Task:
Output all of the data below exactly as given.

Excerpts of location labeling data:
----

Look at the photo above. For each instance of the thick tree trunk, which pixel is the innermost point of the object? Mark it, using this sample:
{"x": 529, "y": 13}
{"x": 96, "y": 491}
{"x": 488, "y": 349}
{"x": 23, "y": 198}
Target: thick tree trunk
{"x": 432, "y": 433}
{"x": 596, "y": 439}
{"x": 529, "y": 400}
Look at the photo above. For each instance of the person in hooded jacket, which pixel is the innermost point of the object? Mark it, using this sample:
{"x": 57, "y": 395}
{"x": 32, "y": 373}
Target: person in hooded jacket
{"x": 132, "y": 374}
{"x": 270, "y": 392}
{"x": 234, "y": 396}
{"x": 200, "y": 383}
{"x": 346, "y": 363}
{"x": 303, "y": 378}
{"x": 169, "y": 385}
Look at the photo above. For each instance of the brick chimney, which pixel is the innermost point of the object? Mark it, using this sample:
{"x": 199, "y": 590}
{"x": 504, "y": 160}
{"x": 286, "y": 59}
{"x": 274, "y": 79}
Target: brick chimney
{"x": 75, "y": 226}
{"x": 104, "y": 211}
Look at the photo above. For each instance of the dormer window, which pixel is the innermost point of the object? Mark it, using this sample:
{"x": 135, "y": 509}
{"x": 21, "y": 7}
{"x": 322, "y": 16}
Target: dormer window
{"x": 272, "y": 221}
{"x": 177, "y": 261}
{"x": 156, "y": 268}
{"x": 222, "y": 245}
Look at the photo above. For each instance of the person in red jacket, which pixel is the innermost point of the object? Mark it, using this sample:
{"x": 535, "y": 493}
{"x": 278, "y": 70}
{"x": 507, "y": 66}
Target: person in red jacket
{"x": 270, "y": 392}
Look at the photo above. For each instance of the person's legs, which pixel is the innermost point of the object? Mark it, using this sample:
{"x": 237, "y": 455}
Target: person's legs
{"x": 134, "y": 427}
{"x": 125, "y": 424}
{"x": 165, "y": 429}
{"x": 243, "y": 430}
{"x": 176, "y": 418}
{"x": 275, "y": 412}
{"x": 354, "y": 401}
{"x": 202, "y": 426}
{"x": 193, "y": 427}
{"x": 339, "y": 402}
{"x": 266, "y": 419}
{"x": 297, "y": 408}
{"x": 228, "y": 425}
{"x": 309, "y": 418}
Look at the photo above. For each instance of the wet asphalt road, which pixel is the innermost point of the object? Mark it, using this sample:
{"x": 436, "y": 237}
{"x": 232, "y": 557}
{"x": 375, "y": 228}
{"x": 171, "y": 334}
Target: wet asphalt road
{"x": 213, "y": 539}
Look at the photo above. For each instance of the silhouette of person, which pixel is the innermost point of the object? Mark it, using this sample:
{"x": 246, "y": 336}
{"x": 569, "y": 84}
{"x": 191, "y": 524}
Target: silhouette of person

----

Solution for this problem:
Look at the photo above. For each instance of the thick tree trunk, which pixel is the innermost point of the object? Mark it, using this sample:
{"x": 529, "y": 13}
{"x": 96, "y": 491}
{"x": 488, "y": 349}
{"x": 23, "y": 198}
Target: thick tree trunk
{"x": 432, "y": 433}
{"x": 596, "y": 439}
{"x": 529, "y": 400}
Look at the photo above. For each instance of the person in hooded jacket, which pixel is the innermost point of the object? Mark it, using this sample:
{"x": 57, "y": 395}
{"x": 32, "y": 373}
Target: person in hooded jacket
{"x": 132, "y": 374}
{"x": 270, "y": 392}
{"x": 234, "y": 396}
{"x": 200, "y": 383}
{"x": 346, "y": 363}
{"x": 303, "y": 378}
{"x": 169, "y": 385}
Look at the photo above. For each instance of the brick chimney, which pixel is the innermost point of the object? Mark it, using this sample:
{"x": 199, "y": 590}
{"x": 504, "y": 160}
{"x": 286, "y": 59}
{"x": 274, "y": 79}
Target: brick chimney
{"x": 75, "y": 226}
{"x": 104, "y": 211}
Look at the photo above. For each instance of the dormer window, which pixel is the innermost point of the object? Mark it, using this sample:
{"x": 135, "y": 509}
{"x": 21, "y": 7}
{"x": 322, "y": 16}
Target: dormer window
{"x": 272, "y": 221}
{"x": 177, "y": 261}
{"x": 156, "y": 268}
{"x": 222, "y": 245}
Look at the photo above. For each instance of the person in red jacket, which pixel is the innermost point of the object? Mark it, using this sample:
{"x": 535, "y": 493}
{"x": 278, "y": 70}
{"x": 507, "y": 66}
Target: person in red jacket
{"x": 270, "y": 392}
Look at the photo above. For each instance of the person's legs, which pixel is the innermost point of the object? Mark it, using this sample:
{"x": 237, "y": 455}
Target: person's legs
{"x": 134, "y": 427}
{"x": 125, "y": 424}
{"x": 165, "y": 429}
{"x": 243, "y": 430}
{"x": 176, "y": 418}
{"x": 275, "y": 412}
{"x": 354, "y": 401}
{"x": 202, "y": 426}
{"x": 193, "y": 427}
{"x": 339, "y": 402}
{"x": 266, "y": 419}
{"x": 297, "y": 408}
{"x": 228, "y": 425}
{"x": 309, "y": 418}
Look at the photo above. For each instance of the wet asphalt road, which pixel is the innermost point of the object? Mark it, using this sample:
{"x": 436, "y": 237}
{"x": 232, "y": 557}
{"x": 375, "y": 228}
{"x": 171, "y": 334}
Target: wet asphalt road
{"x": 213, "y": 539}
Look at the photo above. For each instance of the silhouette of person, which pixel is the innermost point of the object? Mark it, using this sample:
{"x": 246, "y": 336}
{"x": 569, "y": 84}
{"x": 191, "y": 524}
Target: silhouette of person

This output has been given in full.